As eviction looms at St Paul’s, the protesters are struggling with the hardship of months spent sleeping rough.

They call it the Citadel of Hope because right now they haven't got a lot else to put in it. It is late January and the third national conference of the Occupy movement is being at a Salvation Army citadel in central Sheffield which has stood empty for 12 years. Before the Occupiers moved in, the floor was thick in pigeon droppings; now the bare brickwork is clean, and people from all over the world huddle in coats and blankets, crouched around a space heater under makeshift strip lights, sharing strategies for resisting police eviction and trying to work out what the hell to do next.

Four months after the start of the Occupy movement, which began in Manhattan's financial district and spread like a fever to hundreds of cities across the world, the press has begun to lose interest. There are no other journalists at the conference. No matter how many fluffy, media-friendly new actions the tireless Occupy organisers dream up, from melting Arctic ice on the steps of St Paul's Cathedral to staging mock-trials of former prime ministers at an occupied magistrate's court, they can no longer make editors hold the front page. The political establishment is making its message clear, in the manner of a hostess trying gently to expel the last unwelcome guests at the end of a party: stretching, ostentatiously tidying up and talking loudly about how cold it is outside.

● **Task material**

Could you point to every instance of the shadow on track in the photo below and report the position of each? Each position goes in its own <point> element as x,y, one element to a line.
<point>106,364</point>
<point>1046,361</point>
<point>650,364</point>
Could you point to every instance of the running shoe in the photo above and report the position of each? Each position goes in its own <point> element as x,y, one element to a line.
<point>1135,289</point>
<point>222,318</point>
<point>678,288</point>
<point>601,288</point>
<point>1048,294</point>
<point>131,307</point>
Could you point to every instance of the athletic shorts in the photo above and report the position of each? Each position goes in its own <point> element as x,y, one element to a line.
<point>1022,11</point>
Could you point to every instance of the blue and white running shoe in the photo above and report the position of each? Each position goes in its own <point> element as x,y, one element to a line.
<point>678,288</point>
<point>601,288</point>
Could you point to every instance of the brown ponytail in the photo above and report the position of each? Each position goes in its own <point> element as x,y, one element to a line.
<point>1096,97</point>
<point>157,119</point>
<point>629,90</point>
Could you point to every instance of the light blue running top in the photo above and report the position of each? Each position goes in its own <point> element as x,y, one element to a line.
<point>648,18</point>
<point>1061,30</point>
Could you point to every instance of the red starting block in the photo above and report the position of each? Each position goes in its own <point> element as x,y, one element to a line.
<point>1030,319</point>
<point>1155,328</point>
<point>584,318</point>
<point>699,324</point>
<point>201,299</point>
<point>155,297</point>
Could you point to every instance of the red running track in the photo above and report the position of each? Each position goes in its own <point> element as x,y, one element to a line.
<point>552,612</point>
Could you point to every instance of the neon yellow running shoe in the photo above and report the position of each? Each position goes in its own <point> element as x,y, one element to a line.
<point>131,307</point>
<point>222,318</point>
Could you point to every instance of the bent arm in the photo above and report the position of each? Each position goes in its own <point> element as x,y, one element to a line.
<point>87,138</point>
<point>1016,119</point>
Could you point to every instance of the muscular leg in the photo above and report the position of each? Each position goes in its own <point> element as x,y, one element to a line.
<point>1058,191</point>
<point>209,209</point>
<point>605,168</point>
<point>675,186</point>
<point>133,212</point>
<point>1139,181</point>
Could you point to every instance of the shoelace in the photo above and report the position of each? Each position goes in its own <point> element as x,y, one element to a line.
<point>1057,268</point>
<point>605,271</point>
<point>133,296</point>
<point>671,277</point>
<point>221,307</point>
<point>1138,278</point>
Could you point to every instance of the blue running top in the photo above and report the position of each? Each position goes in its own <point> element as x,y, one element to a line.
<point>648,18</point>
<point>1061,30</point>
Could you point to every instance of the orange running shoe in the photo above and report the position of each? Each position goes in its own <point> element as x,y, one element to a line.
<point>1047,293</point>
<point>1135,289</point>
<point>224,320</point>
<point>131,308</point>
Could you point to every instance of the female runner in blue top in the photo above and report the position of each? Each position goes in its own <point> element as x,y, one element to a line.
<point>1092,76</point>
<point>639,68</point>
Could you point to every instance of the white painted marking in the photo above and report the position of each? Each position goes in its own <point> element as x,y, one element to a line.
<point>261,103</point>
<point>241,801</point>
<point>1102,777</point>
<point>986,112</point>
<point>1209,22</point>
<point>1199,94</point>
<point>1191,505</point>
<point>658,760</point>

● **Written problem 1**
Write out the passage of the Occupy article running from "As eviction looms" down to "to do next.", without changing a word.
● **Written problem 2**
Give again, unchanged, everything in the rows from the line containing "Could you point to every instance of the red running" down to the line containing "<point>1139,181</point>", with both of those lines included.

● **Exercise answer 1**
As eviction looms at St Paul’s, the protesters are struggling with the hardship of months spent sleeping rough.

They call it the Citadel of Hope because right now they haven't got a lot else to put in it. It is late January and the third national conference of the Occupy movement is being at a Salvation Army citadel in central Sheffield which has stood empty for 12 years. Before the Occupiers moved in, the floor was thick in pigeon droppings; now the bare brickwork is clean, and people from all over the world huddle in coats and blankets, crouched around a space heater under makeshift strip lights, sharing strategies for resisting police eviction and trying to work out what the hell to do next.

● **Exercise answer 2**
Could you point to every instance of the red running track in the photo above and report the position of each? Each position goes in its own <point> element as x,y, one element to a line.
<point>552,612</point>
Could you point to every instance of the neon yellow running shoe in the photo above and report the position of each? Each position goes in its own <point> element as x,y, one element to a line.
<point>131,307</point>
<point>222,318</point>
Could you point to every instance of the bent arm in the photo above and report the position of each? Each position goes in its own <point> element as x,y, one element to a line.
<point>87,138</point>
<point>1016,119</point>
Could you point to every instance of the muscular leg in the photo above and report the position of each? Each position goes in its own <point> element as x,y, one element to a line.
<point>1058,191</point>
<point>209,209</point>
<point>605,168</point>
<point>675,186</point>
<point>133,212</point>
<point>1139,181</point>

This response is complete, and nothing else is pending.